### WORK REQUIRED
Reproduce the lines below unchanged, starting with the line that contains "For every instance of the clump" and going on through the line that contains "x=526 y=379", including both of those lines. Give only these lines.

>>>

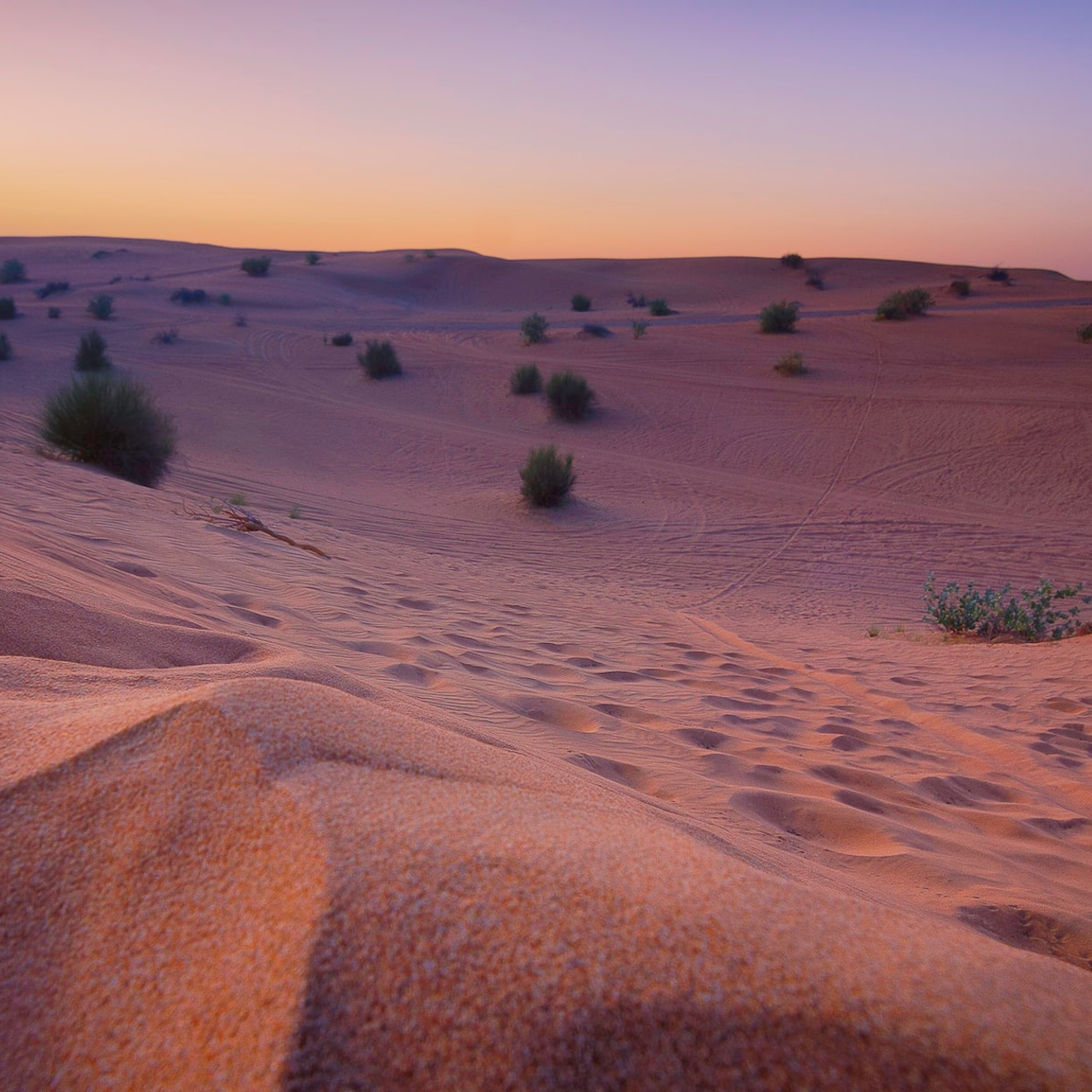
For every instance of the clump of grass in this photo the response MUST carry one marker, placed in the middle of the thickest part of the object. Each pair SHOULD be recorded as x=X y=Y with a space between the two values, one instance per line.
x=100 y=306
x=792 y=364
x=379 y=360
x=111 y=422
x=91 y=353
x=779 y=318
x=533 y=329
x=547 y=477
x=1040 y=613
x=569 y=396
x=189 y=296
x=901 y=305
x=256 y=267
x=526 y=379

<<<
>>>

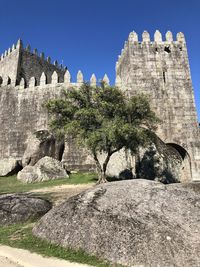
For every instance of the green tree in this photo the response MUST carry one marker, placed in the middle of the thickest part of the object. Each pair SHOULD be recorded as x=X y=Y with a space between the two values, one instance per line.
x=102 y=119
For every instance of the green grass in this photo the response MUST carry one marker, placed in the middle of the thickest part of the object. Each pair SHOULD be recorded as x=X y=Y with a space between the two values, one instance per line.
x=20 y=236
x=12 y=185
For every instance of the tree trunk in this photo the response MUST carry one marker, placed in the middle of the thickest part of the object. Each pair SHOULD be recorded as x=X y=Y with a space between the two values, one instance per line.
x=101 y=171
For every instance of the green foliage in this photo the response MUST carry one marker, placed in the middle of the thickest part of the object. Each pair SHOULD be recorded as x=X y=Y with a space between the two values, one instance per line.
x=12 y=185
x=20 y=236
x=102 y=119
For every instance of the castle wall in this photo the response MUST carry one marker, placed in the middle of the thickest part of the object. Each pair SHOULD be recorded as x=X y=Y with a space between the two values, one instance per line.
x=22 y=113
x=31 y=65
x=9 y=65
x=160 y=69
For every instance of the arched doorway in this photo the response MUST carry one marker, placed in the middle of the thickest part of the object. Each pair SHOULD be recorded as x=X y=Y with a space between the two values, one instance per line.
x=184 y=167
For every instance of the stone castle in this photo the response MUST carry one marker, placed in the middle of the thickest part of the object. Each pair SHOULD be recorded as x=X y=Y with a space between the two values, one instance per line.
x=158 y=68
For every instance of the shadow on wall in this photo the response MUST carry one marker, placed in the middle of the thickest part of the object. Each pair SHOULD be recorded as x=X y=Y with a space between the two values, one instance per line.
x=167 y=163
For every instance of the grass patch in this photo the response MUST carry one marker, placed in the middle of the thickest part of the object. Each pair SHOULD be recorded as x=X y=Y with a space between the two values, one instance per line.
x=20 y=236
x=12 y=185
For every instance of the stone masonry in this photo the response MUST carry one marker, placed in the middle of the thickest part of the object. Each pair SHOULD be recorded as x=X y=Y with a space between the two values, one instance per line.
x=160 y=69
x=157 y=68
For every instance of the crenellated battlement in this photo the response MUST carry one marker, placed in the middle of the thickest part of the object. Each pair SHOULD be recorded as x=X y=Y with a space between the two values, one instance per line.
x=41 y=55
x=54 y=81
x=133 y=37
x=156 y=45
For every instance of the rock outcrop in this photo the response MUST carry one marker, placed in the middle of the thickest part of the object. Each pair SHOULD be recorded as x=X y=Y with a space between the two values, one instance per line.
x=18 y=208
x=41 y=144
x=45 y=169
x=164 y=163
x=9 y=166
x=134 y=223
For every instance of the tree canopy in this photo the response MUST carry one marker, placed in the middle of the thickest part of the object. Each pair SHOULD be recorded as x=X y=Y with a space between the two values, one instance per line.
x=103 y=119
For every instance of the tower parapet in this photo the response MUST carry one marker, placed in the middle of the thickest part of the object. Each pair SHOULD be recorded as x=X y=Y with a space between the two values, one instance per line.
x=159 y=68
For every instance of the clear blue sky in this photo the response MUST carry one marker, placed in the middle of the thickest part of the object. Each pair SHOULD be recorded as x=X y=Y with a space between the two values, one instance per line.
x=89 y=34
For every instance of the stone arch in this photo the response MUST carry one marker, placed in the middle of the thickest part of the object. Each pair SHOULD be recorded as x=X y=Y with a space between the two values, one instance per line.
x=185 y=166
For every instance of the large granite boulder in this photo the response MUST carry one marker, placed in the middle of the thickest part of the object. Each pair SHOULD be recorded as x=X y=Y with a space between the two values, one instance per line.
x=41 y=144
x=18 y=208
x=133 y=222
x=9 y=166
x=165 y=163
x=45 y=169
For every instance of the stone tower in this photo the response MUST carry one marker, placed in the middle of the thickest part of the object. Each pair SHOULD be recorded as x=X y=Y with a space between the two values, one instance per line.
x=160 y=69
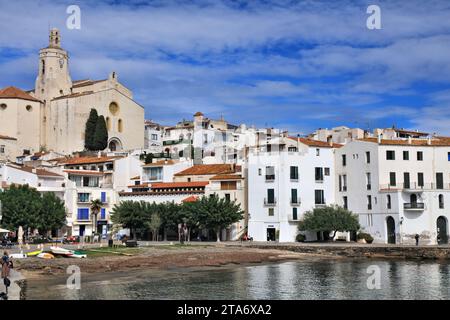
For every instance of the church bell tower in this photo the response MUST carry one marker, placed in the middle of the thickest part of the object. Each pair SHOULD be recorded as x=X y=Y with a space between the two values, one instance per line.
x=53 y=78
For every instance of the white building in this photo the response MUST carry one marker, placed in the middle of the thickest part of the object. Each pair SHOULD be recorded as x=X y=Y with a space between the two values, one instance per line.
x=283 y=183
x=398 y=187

<<<

### OUTPUT FOR THIS EXERCISE
For every instance of the clump of grass in this photo the response MUST carry one marker, placed in the middle of the thickest part of the object. Each pair SHOULD be recorded as x=X y=Y with a space between the two values, one instance per line.
x=100 y=306
x=792 y=364
x=379 y=360
x=111 y=422
x=91 y=353
x=779 y=318
x=533 y=329
x=547 y=477
x=1040 y=613
x=569 y=396
x=189 y=296
x=901 y=305
x=256 y=267
x=526 y=379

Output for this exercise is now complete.